- _WRITTEN PROBLEM 1_:
Write out the passage of the essay on writing from "I write because" up to and including "to my computer.".
- _WRITTEN PROBLEM 2_:
In the essay on writing, who is credited with saying "We are all apprentices at a craft where no one is master"?

- _QUOTED TEXT_:
For the true lover of writing, the craft is as inevitable as it is precarious. To try to corral with words the flurry of activity that swirls within the skull is to tame a grudge-nursing bull with yarn. To make it meaningful is all the more an accomplishment. Yet for the rare occasion when the writer views his or her work with the satisfaction that it is crisp and yet rich, informative and yet a cakewalk for the eye, the quest continues.

I write because I cannot help it; my brain would swell, bulbous, misshapen, if I tried to muzzle my thoughts within my head. The same is true for most anyone in history who ever took in hand a quill, pen, or keyboard. The thought that that what I write might have some sort of impact on somebody else is tantalazing, a seduction that keeps me tethered to my computer.

Given Saul Bellows' quote below, among my favorite writers are Dave Barry, Mitch Albom, Tony Kornheiser, James Lileks, John Feinstein, William Zinsser, and Rick Reilly.

Bellows and others weigh in on the most precarious of crafts: writing.

"We are all apprentices at a craft where no one is master."

- Ernest Hemingway

"A reader is a writer moved to emulation."

- Saul Bellows

"You dream of what you write having an impact beyond your block, let alone beyond your state, let alone beyond your country."

- Mitch Albom, on the success of his Tuesdays with Morrie's success in Japan.

[Items from a data source]

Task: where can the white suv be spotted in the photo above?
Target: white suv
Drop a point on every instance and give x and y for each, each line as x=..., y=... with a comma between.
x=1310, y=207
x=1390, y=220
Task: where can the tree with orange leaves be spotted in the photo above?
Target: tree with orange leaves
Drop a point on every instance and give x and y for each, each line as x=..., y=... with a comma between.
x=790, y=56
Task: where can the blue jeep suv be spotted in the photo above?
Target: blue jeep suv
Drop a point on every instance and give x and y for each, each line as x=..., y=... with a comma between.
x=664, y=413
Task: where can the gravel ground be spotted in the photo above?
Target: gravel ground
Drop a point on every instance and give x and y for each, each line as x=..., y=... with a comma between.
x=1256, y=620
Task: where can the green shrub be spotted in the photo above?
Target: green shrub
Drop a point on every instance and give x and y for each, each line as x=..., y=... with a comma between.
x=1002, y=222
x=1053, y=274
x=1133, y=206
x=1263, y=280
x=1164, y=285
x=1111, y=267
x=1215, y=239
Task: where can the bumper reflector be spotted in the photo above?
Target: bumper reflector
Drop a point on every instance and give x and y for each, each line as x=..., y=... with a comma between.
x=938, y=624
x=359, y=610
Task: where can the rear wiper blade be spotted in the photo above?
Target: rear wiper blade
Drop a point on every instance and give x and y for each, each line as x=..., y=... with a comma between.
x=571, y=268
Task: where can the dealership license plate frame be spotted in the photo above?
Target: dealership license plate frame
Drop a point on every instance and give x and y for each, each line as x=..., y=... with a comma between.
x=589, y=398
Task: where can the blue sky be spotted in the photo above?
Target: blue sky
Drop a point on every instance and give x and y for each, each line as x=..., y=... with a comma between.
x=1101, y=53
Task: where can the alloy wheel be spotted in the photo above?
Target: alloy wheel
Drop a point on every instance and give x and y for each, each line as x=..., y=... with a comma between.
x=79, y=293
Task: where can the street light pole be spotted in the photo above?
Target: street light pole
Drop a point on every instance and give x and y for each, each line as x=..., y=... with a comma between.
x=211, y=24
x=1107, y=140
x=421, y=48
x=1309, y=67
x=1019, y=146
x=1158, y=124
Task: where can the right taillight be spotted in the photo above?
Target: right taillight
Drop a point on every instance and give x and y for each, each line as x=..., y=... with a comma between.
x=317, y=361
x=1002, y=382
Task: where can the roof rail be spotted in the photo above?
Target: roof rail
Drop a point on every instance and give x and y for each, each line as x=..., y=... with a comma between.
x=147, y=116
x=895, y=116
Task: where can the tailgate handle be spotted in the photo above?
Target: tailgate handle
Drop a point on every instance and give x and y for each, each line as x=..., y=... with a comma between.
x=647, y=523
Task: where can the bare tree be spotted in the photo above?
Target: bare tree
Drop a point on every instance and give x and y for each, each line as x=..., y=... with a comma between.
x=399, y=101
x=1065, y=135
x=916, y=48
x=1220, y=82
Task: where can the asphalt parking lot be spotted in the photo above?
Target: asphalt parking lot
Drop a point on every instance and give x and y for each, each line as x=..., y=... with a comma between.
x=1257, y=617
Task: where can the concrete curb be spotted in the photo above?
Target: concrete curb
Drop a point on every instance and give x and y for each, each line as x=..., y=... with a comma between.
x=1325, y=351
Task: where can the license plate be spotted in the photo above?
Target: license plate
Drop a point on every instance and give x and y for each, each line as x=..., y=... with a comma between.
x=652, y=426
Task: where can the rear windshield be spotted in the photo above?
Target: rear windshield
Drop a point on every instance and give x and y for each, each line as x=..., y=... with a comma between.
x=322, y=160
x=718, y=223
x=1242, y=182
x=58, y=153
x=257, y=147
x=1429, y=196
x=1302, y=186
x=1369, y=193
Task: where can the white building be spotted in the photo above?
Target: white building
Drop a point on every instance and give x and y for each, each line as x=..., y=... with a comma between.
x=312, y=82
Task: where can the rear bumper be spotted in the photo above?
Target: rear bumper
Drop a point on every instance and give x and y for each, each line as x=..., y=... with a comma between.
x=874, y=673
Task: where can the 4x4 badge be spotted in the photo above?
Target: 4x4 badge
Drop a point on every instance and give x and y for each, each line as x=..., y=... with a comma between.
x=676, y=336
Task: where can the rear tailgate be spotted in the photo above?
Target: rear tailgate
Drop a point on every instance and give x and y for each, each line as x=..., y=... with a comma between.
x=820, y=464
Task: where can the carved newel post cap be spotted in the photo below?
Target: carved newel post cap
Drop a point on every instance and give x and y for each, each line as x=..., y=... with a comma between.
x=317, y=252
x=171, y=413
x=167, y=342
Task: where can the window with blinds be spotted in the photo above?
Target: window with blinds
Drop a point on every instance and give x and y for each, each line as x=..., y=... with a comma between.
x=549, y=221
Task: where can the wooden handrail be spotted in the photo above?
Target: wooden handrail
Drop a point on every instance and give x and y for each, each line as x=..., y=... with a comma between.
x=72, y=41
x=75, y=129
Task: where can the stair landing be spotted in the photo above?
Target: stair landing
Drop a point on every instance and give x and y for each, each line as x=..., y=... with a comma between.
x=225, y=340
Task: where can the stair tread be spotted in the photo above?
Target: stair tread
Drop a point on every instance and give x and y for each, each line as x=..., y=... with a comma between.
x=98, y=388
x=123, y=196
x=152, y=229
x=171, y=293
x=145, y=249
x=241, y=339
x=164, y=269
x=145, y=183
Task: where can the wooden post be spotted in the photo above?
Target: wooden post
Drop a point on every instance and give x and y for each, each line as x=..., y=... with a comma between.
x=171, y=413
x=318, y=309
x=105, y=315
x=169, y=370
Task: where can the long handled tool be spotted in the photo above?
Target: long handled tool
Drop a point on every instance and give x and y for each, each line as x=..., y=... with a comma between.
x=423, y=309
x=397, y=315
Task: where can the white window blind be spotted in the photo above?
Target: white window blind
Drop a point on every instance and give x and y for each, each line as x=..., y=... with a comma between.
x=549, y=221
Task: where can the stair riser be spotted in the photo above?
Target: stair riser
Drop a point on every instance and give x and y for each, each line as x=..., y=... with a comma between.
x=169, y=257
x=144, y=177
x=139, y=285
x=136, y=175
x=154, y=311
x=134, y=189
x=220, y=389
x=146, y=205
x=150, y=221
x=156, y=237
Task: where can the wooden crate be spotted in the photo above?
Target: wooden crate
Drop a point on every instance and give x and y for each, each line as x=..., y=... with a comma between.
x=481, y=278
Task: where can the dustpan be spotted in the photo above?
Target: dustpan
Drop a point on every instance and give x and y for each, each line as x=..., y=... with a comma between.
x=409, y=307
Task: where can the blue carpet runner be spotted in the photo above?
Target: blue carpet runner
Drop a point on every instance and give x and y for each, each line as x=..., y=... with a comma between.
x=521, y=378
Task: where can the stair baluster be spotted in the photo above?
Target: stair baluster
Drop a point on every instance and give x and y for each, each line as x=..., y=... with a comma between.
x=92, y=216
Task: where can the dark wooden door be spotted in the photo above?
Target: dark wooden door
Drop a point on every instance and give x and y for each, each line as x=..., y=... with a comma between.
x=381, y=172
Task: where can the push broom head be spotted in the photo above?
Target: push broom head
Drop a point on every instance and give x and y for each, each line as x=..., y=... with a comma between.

- _COMPLETE RESPONSE 1_:
I write because I cannot help it; my brain would swell, bulbous, misshapen, if I tried to muzzle my thoughts within my head. The same is true for most anyone in history who ever took in hand a quill, pen, or keyboard. The thought that that what I write might have some sort of impact on somebody else is tantalazing, a seduction that keeps me tethered to my computer.

- _COMPLETE RESPONSE 2_:
Ernest Hemingway